▶ EXERCISE DESCRIPTION
Report how many lines in the items below contain the string "metal", with case counting, and give only that number.

▶ SOURCE DATA
** Start **

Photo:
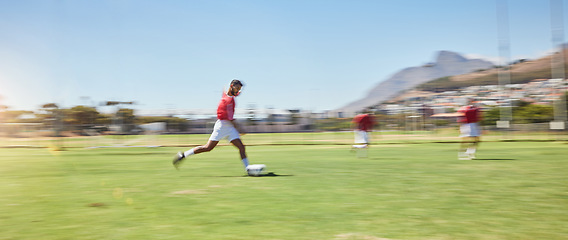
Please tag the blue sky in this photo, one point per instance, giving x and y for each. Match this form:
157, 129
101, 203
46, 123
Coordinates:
306, 54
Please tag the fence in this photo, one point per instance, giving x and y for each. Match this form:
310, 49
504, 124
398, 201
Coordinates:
318, 131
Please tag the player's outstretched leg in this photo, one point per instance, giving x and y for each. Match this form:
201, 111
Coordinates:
180, 156
178, 159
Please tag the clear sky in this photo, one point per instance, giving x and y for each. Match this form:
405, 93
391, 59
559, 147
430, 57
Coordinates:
306, 54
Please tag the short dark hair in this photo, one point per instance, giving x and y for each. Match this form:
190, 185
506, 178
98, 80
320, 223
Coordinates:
237, 82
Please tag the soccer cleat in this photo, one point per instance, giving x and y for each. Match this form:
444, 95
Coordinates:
178, 159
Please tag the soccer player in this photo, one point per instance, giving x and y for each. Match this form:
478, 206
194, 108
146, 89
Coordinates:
469, 129
362, 124
225, 127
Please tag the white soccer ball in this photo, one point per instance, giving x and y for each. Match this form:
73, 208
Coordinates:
255, 169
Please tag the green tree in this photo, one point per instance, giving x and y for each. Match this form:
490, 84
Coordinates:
82, 116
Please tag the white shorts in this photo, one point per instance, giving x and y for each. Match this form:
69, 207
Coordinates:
361, 136
224, 129
470, 130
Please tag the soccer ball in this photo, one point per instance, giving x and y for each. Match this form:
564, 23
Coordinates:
255, 169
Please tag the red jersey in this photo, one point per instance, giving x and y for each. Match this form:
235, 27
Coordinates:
364, 122
471, 114
226, 108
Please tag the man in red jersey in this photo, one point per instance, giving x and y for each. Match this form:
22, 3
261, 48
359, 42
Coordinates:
362, 125
470, 131
225, 127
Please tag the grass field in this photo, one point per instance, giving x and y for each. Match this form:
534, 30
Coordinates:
516, 190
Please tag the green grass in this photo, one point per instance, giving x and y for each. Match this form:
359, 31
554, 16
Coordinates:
517, 190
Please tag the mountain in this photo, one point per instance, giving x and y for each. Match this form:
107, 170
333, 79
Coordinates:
521, 71
447, 64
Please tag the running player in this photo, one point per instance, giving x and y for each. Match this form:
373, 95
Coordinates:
470, 131
362, 124
225, 127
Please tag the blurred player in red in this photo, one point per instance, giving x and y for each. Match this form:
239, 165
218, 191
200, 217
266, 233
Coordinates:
469, 118
362, 124
225, 127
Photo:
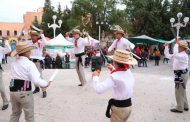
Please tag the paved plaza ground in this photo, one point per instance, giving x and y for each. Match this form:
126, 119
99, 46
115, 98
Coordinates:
66, 102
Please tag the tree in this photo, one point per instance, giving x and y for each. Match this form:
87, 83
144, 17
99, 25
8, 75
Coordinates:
35, 22
47, 18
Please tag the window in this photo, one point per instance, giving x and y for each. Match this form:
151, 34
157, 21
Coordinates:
8, 33
15, 33
35, 18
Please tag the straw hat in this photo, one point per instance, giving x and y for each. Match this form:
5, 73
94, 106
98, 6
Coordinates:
33, 32
77, 31
183, 44
120, 31
22, 47
124, 57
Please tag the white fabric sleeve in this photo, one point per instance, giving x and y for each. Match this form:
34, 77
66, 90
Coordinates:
86, 41
7, 48
129, 44
132, 46
112, 46
43, 39
101, 87
175, 49
35, 76
167, 54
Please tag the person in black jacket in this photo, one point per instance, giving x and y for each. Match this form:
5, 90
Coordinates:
144, 57
67, 60
58, 62
48, 61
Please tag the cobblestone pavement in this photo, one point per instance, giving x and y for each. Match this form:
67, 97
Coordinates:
66, 102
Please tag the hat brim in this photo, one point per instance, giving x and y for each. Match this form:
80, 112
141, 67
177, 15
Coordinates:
15, 53
132, 61
34, 33
77, 33
119, 33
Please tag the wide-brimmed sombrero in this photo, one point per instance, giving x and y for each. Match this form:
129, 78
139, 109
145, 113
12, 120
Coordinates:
77, 31
183, 44
22, 47
119, 31
33, 32
124, 57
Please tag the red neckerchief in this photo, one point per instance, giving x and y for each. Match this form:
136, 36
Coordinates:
121, 69
37, 43
117, 43
76, 42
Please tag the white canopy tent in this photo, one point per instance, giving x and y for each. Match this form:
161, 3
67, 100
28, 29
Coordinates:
59, 45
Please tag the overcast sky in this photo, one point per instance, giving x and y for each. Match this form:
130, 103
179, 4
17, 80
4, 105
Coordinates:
13, 10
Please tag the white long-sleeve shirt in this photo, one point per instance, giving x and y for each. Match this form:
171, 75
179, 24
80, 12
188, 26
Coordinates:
122, 44
24, 69
38, 52
121, 83
180, 60
4, 50
81, 43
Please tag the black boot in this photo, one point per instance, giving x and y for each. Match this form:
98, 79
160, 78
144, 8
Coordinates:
44, 94
5, 107
37, 89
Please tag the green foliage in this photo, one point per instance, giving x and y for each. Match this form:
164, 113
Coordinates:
149, 17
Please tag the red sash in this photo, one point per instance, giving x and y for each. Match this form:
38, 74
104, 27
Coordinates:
76, 42
121, 69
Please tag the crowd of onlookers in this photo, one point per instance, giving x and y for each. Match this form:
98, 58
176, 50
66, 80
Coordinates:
58, 62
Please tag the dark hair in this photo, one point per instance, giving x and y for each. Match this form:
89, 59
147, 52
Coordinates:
22, 54
120, 65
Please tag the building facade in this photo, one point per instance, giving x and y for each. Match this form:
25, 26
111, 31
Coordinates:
11, 30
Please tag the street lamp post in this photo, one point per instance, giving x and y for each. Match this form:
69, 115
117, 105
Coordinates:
54, 26
178, 25
99, 28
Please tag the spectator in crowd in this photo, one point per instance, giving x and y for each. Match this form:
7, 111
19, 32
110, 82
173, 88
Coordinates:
53, 63
165, 59
48, 61
67, 60
144, 57
138, 52
157, 57
149, 52
58, 62
103, 56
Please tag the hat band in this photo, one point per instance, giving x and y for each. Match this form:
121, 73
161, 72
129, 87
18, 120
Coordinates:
123, 58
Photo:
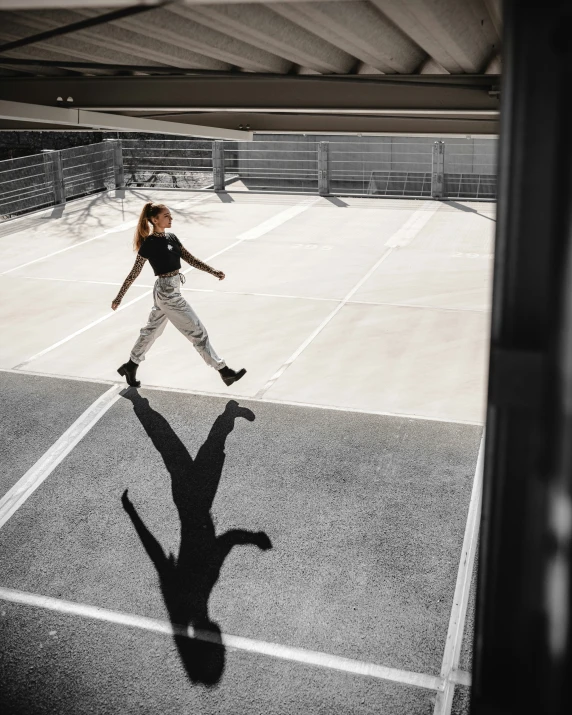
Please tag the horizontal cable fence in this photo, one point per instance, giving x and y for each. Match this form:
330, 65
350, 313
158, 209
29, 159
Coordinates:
26, 184
87, 169
380, 169
271, 166
170, 163
410, 167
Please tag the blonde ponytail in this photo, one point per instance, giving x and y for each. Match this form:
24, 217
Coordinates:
143, 229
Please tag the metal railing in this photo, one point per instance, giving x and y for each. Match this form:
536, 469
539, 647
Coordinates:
173, 163
415, 167
52, 177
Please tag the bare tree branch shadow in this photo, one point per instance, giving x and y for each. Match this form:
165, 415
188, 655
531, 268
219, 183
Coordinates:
187, 580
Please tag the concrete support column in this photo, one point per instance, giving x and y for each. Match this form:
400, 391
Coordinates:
218, 165
438, 170
118, 162
324, 168
55, 174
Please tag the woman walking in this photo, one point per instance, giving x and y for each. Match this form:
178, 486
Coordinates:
164, 252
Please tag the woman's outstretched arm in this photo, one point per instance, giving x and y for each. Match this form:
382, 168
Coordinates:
135, 271
196, 263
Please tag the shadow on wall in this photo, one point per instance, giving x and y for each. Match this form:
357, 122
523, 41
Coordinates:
187, 581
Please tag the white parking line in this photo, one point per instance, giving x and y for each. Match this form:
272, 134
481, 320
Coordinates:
273, 650
114, 229
279, 219
411, 227
245, 398
42, 469
444, 701
135, 300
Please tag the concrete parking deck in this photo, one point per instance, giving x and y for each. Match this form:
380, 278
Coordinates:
316, 526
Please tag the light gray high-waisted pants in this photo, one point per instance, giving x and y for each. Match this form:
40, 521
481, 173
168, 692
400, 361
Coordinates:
169, 304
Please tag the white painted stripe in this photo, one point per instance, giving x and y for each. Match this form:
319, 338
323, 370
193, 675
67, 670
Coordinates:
320, 327
226, 394
114, 229
37, 474
269, 295
273, 650
278, 220
444, 701
461, 677
122, 307
413, 225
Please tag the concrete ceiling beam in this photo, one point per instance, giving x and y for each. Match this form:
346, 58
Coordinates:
114, 37
43, 55
39, 114
448, 30
359, 29
20, 27
262, 27
252, 92
184, 32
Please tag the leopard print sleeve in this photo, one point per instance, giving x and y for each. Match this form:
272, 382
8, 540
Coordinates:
135, 271
194, 262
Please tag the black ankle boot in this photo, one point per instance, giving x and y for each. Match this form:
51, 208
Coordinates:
229, 376
129, 371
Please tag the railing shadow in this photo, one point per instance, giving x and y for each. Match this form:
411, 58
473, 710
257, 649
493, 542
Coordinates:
187, 581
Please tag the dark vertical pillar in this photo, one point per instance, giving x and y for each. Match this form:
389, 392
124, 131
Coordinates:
523, 645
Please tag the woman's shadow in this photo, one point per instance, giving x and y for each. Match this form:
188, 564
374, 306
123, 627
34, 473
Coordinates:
187, 581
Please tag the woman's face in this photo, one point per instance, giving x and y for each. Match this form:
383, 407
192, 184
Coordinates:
163, 220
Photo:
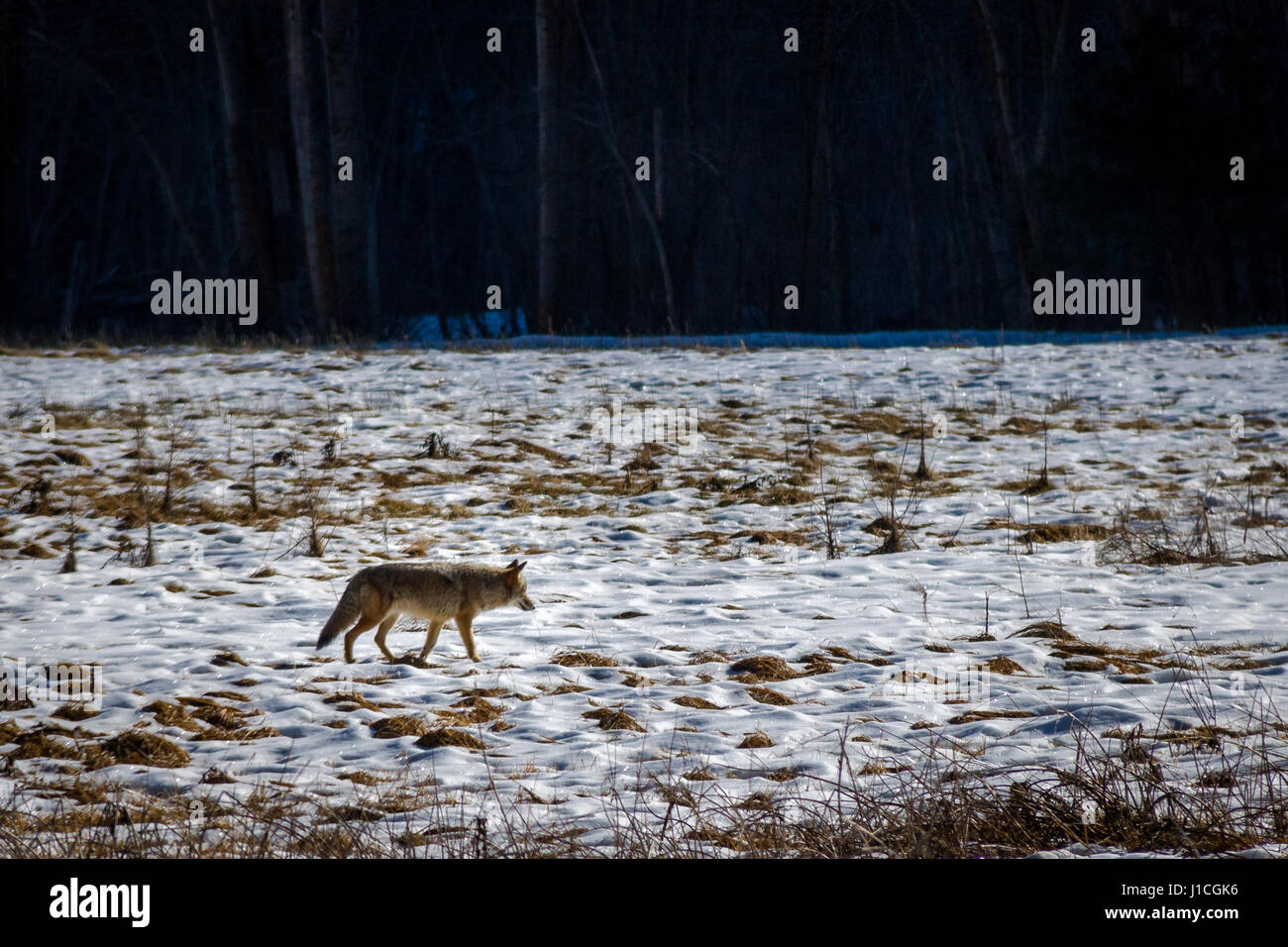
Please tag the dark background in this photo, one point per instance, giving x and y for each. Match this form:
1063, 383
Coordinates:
768, 167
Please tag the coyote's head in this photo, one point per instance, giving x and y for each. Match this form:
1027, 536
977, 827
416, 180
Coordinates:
515, 587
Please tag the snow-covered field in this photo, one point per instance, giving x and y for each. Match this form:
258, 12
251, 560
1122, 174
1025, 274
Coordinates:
1012, 630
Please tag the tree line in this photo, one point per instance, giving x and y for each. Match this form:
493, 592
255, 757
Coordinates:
642, 166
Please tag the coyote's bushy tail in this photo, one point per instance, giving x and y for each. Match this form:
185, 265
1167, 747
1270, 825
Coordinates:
347, 611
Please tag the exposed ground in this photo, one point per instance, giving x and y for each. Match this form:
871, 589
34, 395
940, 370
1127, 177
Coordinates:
887, 602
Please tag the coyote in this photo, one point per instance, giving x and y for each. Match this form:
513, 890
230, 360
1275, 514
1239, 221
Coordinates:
378, 594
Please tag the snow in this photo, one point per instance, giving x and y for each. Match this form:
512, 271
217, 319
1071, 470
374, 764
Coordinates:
653, 577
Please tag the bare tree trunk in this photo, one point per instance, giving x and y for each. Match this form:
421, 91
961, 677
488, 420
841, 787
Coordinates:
609, 133
355, 250
246, 180
548, 244
1012, 141
310, 165
820, 180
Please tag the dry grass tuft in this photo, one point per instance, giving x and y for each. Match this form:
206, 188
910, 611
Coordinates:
758, 668
613, 719
451, 737
583, 659
400, 725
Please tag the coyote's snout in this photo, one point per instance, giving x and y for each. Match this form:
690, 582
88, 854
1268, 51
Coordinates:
380, 594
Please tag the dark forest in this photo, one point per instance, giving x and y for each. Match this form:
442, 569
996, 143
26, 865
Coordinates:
638, 167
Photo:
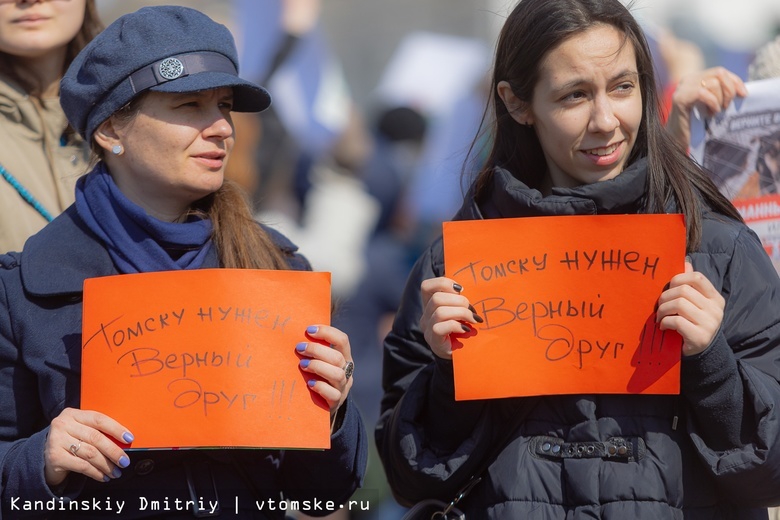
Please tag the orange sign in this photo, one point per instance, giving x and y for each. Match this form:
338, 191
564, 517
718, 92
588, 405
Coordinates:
205, 358
568, 304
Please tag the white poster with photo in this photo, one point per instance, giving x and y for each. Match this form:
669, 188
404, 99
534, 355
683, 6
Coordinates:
741, 148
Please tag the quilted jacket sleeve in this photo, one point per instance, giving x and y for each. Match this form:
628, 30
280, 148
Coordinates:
732, 388
429, 443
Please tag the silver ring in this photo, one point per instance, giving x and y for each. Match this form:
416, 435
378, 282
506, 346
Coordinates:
348, 369
74, 448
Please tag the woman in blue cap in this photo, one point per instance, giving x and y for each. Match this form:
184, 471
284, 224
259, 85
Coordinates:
153, 94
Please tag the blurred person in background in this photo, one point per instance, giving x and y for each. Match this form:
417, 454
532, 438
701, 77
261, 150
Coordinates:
40, 155
713, 90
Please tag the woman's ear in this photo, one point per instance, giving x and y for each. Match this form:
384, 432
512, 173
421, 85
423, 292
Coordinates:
519, 110
105, 135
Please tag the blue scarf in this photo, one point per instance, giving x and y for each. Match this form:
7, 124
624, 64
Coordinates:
136, 242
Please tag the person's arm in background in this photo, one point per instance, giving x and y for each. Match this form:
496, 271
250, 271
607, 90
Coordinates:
711, 89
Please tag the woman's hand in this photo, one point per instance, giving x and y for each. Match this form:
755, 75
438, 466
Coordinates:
80, 441
714, 89
332, 363
444, 312
693, 307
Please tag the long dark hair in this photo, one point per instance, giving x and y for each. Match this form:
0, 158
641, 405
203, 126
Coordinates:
240, 241
532, 30
12, 65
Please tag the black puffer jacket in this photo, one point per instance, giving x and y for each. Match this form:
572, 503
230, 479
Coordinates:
713, 452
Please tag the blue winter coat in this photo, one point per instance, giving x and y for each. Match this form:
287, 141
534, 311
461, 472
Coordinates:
712, 452
40, 360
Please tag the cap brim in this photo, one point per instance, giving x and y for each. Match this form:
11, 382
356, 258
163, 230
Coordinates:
248, 97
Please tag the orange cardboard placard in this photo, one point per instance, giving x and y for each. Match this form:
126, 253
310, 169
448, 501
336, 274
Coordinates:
205, 358
568, 304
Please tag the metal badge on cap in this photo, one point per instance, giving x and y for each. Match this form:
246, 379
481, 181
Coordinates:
171, 68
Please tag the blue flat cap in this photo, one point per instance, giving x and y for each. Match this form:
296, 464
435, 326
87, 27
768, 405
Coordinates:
159, 48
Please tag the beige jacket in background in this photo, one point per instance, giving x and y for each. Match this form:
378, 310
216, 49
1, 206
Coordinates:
30, 150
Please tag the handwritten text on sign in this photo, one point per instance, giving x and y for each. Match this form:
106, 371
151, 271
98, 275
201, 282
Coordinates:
568, 304
205, 357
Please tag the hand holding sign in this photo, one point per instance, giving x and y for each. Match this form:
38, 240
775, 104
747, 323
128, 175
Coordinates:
210, 359
81, 441
444, 314
329, 362
693, 307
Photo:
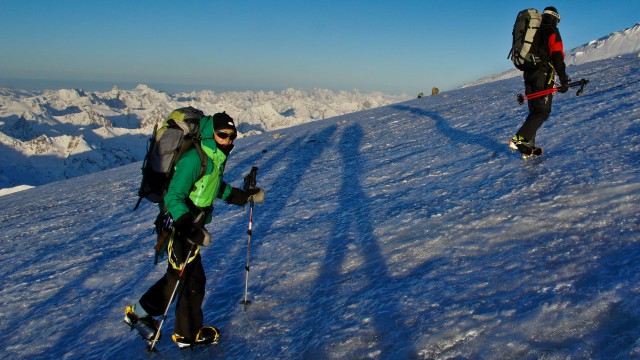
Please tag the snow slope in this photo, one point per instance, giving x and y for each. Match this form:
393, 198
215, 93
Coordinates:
405, 231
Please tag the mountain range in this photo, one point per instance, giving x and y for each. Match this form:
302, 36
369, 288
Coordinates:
53, 135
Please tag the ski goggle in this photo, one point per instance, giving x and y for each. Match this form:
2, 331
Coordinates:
224, 135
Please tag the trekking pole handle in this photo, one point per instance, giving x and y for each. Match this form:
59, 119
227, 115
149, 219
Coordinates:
251, 179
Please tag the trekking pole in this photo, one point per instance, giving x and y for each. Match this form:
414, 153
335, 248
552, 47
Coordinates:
249, 183
582, 83
173, 294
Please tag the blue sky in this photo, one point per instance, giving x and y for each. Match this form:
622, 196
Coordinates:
390, 46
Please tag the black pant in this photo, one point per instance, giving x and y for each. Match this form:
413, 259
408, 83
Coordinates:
190, 293
540, 107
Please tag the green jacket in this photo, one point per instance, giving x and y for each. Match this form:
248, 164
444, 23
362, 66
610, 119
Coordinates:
185, 184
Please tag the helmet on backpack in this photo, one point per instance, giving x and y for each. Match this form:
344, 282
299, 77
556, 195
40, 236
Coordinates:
551, 13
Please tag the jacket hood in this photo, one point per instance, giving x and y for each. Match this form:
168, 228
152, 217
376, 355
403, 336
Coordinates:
206, 135
209, 144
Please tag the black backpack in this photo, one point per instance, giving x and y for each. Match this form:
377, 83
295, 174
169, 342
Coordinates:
179, 132
523, 53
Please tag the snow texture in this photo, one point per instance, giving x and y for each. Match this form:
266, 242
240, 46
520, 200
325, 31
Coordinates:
404, 231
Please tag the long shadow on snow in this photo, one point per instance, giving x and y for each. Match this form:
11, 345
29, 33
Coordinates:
354, 218
95, 258
456, 136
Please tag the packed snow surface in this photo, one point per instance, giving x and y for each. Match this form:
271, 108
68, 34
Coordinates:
404, 231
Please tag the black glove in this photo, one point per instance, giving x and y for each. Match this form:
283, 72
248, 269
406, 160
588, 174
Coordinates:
241, 198
193, 233
564, 84
256, 195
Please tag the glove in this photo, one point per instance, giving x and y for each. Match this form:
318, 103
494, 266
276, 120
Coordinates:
256, 195
241, 198
564, 85
193, 233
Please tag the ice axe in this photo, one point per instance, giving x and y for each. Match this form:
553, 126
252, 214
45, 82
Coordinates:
581, 83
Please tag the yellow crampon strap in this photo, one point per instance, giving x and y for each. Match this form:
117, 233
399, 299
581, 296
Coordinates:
173, 260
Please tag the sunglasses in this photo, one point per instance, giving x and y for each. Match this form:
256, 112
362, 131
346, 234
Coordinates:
224, 135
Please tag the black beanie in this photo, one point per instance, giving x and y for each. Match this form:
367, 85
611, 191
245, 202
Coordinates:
223, 121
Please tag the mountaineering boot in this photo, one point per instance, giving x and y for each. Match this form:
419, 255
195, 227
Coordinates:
206, 335
146, 325
526, 148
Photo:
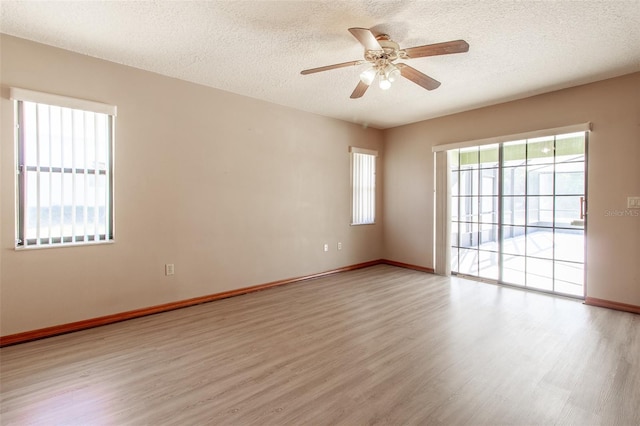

** End **

▶ FINAL RESULT
2